**YOUR TASK:** Reproduce the lines starting at the line containing "Mark the military" and ending at the final line, substituting "dress glove" for "white glove" and leaving everything else unchanged.

Saved entries:
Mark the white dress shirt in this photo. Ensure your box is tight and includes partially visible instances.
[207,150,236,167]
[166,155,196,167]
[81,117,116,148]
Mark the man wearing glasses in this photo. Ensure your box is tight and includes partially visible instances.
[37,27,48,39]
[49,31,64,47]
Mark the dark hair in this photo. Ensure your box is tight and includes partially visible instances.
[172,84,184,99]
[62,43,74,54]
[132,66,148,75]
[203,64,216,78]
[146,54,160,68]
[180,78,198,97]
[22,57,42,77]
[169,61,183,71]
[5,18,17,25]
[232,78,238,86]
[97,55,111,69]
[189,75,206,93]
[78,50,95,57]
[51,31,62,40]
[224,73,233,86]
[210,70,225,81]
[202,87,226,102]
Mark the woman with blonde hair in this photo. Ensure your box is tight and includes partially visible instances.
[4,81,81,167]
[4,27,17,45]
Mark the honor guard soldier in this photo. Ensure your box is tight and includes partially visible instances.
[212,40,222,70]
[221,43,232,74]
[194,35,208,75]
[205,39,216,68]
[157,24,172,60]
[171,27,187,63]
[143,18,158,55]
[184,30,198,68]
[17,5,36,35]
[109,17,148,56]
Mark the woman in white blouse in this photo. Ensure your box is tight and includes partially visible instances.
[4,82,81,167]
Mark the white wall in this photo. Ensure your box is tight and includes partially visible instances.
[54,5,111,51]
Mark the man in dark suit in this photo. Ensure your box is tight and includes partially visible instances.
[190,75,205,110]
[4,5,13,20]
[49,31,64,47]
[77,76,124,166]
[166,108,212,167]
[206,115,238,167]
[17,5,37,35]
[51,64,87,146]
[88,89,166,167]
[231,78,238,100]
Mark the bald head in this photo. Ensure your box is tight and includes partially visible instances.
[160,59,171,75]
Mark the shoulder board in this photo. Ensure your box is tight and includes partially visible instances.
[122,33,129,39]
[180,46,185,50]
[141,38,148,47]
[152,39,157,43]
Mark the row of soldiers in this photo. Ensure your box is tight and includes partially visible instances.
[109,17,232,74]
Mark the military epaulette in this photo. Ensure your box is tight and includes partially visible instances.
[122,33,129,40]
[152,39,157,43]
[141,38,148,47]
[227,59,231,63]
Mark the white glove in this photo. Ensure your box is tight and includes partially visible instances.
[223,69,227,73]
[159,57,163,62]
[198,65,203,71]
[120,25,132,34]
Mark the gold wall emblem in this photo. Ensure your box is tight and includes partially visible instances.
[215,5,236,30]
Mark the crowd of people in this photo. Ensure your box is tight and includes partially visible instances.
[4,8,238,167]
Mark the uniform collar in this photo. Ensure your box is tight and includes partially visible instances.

**COMPLETE ANSWER:**
Mark the military epaulette in this photo. Ensure your box is tight and includes partially visible instances.
[122,33,129,40]
[152,39,157,43]
[141,38,148,47]
[227,59,231,63]
Mark the dress glove in this photo. Ensure your box is tight and includes partially visible instances.
[223,69,227,73]
[159,57,163,62]
[198,65,203,71]
[120,25,132,34]
Mark the gold wall emblem in this photo. Ensure your box is tight and includes partially visible instances.
[215,5,236,30]
Mark the crowd of people in this photo. Ensure your box is tight and includes partially visible instances.
[4,8,238,167]
Mark the uniform collar in this photo. Ensure your box is tight and includes partially visible instances.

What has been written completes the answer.